Work to complete
Could you rewrite the piece about the Crosby, Stills and Nash concert from "By Bill Coolidge" to "Raleigh, North Carolina.", putting "scruffy" in place of "raspy"?

Excerpted text
Stephen Stills and David Crosby don’t tuck their shirts into their pants anymore. Wide chested men, both. They sport their California rags with pride. David’s face has taken on a pink flora patina. Stephen has a raspy beard. His gray hair doesn’t flow in silken white curvelets like David’s.
By Bill Coolidge
Published: April, 2003
Stephen Stills and David Crosby don’t tuck their shirts into their pants anymore. Wide chested men, both. They sport their California rags with pride. David’s face has taken on a pink flora patina. Stephen has a raspy beard. His gray hair doesn’t flow in silken white curvelets like David’s.
The guy in the middle, dressed in black, shirt tucked into pants is Graham Nash. Lean bodied, scanty hair in front, stroked back on the sides. He has a pencil thin mustache, barely visible on the giant screen at Walnut Creek amphitheater on the outskirts of Raleigh, North Carolina.
A misty rain fell and night fog came in at the beginning of the concert, providing a calm and lasting presence. We moved from our blanket seats on wet ground to stand inside the roofed pavilion. At 8:05 p.m., the trio ran out followed by the drummer, the bass guitarist and keyboarder. Tears leapt and dribbled down my smiling face. Tears I wanted to go away because they surprised me. "Why now, what did they mean?" I tried to wipe them off my cheek, but my wife, Karen, touched my eyelids with her forefinger, giving them a blessing. Then she kissed them.
Southern Cross. When was it written, 30 years ago? David Crosby wrote, sang it, and sailed out into the South Pacific. A stubble of a dream for me then. I was jealous; I had two babies, one on each hip. The three of us marched on Saturdays protesting the Vietnam War. Water, vessel, sailing, freedom, a wistfulness. I stood my ground, hugging my babies.

Given material
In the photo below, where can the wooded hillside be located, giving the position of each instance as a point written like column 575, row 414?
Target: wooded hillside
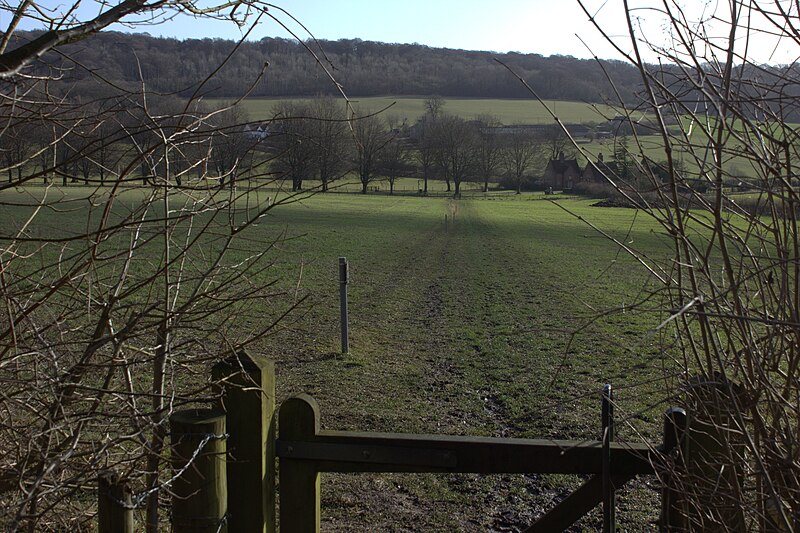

Task answer
By Bill Coolidge
Published: April, 2003
Stephen Stills and David Crosby don’t tuck their shirts into their pants anymore. Wide chested men, both. They sport their California rags with pride. David’s face has taken on a pink flora patina. Stephen has a scruffy beard. His gray hair doesn’t flow in silken white curvelets like David’s.
The guy in the middle, dressed in black, shirt tucked into pants is Graham Nash. Lean bodied, scanty hair in front, stroked back on the sides. He has a pencil thin mustache, barely visible on the giant screen at Walnut Creek amphitheater on the outskirts of Raleigh, North Carolina.